*TASKS*.
[1] In the Buddy article, how was the body of the first prototype made?
[2] Copy verbatim the stretch of the Buddy article from "Tingyu Li and" through "want to give.".

*EXCERPTED TEXT*.
Children born with a cleft lip and palate experience social stigmas because of their physical differences. They also have trouble articulating words with sounds that require rolling the tongue so it meets the roof of the mouth.

Tingyu Li and Pavithra Ramamurthy are second-year master’s degree students in Human-Computer Interaction Design at Indiana University’s School of Informatics, Computing and Engineering. They know some of the challenges faced by children with cleft lip and palate. Li’s father and his team have provided 7,000 free surgeries to children, and Ramamurthy’s sister was born with the condition.

Li’s and Ramamurthy’s desire to help children was the motivation to create Buddy.

“When a child is practicing in a clinical setting, she is thinking about how she is pronouncing the word,” Ramamurthy said. “In a home setting, children get excited and talk really fast. That is the context Tingyu and I want to give.

“In a more comfortable surrounding where they are more at ease, they can take on the engaging activities of storytelling and visualization. Their friends are participating, their family is participating. The children are not alone. And as they go through the process, they’re using the words in continuous speech.”

Buddy also provides visual references to children about how to pronounce words. Ramamurthy said speech pathologists believe children will understand, articulate and practice better when they can see the enunciation very clearly and in a large format.

Li and Ramamurthy said the prize will allow them to build another prototype of Buddy. The first prototype has a 3-D printed body and an animated face shown on a smartphone. It uses voice-recognition software, which allows for real-time feedback. Li said she and Ramamurthy want to recruit developers and engineers to help bring Buddy to the public.

“Seeing a child use Buddy would be the best day of my life,” Li said.

Travis J. Brown, assistant dean for innovation, entrepreneurship and commercialization at the School of Informatics, Computing and Engineering, said the Cheng Wu Innovation Challenge was launched to encourage students to use technology in innovative ways to address compelling problems.

“Freeing students from immediate commercial considerations for their technological innovations has liberated them and empowered them to come up with truly inspiring solutions,” he said. “Thanks to the generosity of alumnus Cheng Wu, the challenge has become an annual event that showcases the brilliance of our students and the breadth of disciplines that comprise the School of Informatics, Computing and Engineering.”

*INFORMATION SHOWN*.
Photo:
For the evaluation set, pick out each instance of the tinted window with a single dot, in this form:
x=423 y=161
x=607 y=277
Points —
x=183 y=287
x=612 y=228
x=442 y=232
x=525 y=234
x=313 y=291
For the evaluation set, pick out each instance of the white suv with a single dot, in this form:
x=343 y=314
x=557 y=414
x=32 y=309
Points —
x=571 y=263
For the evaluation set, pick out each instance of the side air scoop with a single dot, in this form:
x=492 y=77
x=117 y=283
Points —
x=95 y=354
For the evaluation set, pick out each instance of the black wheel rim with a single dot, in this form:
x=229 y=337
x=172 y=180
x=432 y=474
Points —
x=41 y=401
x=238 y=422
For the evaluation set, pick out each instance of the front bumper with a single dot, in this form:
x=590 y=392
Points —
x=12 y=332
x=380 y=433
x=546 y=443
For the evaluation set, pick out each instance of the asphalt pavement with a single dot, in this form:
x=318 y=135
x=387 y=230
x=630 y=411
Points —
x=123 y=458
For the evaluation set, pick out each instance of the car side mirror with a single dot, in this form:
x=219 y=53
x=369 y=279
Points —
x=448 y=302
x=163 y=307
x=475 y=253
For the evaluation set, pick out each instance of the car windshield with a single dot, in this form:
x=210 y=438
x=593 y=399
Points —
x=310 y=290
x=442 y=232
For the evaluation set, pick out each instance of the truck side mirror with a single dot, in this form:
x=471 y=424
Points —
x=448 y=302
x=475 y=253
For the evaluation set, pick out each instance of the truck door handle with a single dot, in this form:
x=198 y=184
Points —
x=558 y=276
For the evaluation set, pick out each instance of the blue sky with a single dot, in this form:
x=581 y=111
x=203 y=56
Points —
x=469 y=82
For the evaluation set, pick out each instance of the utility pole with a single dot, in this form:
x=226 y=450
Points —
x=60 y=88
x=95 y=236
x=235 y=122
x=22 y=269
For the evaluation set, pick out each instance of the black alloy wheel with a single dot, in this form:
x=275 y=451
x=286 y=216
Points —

*RESPONSES IN ORDER*.
[1] It was 3-D printed.

[2]
Tingyu Li and Pavithra Ramamurthy are second-year master’s degree students in Human-Computer Interaction Design at Indiana University’s School of Informatics, Computing and Engineering. They know some of the challenges faced by children with cleft lip and palate. Li’s father and his team have provided 7,000 free surgeries to children, and Ramamurthy’s sister was born with the condition.

Li’s and Ramamurthy’s desire to help children was the motivation to create Buddy.

“When a child is practicing in a clinical setting, she is thinking about how she is pronouncing the word,” Ramamurthy said. “In a home setting, children get excited and talk really fast. That is the context Tingyu and I want to give.